_Description of the task_
Find the lines in these entries that include the word "toad" and state how many there are, with no other words.

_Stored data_
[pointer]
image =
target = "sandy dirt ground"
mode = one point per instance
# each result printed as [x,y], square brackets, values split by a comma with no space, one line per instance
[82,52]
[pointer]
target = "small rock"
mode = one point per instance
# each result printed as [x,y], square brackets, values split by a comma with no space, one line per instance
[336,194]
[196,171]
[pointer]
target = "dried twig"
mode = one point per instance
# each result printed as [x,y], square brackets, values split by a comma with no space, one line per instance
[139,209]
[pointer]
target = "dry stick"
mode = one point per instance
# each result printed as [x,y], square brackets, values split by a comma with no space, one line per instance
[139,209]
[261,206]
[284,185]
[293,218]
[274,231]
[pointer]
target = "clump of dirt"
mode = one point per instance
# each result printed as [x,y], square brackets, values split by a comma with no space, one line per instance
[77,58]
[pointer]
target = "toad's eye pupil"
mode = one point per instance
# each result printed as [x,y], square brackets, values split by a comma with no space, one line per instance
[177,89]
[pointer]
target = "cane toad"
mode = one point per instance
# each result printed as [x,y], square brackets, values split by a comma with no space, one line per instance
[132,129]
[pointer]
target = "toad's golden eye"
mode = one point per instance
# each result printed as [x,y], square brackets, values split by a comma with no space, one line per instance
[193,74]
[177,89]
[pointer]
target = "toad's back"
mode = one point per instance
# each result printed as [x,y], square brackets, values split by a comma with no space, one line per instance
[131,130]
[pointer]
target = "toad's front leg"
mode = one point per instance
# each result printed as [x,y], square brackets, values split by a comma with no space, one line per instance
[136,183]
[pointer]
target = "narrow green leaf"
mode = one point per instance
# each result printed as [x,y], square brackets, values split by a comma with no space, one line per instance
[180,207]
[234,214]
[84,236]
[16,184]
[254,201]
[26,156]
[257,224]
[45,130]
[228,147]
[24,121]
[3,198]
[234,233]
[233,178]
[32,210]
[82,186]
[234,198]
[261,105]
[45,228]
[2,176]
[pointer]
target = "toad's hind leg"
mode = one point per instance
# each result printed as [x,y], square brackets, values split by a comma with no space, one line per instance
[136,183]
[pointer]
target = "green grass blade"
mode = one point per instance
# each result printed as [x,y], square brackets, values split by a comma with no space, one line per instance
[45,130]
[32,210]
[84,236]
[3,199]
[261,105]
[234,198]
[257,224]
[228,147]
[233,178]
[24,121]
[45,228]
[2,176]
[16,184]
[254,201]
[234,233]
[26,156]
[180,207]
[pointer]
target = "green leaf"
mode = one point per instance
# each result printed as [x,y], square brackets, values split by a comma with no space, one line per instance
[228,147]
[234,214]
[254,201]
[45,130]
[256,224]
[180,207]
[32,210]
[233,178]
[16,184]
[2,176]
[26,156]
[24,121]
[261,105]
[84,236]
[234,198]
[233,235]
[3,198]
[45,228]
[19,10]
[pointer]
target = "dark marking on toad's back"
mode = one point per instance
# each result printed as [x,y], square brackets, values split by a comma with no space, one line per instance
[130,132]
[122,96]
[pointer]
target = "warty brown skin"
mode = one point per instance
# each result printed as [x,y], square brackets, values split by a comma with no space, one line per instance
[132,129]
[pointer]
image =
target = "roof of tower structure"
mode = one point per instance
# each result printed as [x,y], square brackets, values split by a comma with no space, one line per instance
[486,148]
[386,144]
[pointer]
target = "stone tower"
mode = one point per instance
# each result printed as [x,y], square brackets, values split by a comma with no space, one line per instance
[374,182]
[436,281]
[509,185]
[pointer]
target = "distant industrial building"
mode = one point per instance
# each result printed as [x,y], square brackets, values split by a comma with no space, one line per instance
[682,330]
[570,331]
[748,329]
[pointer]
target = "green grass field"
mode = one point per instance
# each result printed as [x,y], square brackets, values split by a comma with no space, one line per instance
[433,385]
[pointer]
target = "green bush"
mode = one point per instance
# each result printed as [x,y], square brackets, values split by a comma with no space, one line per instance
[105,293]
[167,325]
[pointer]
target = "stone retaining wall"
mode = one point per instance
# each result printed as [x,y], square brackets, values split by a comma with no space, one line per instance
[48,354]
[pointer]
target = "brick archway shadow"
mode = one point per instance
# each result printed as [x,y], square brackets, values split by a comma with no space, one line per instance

_Answer to this task_
7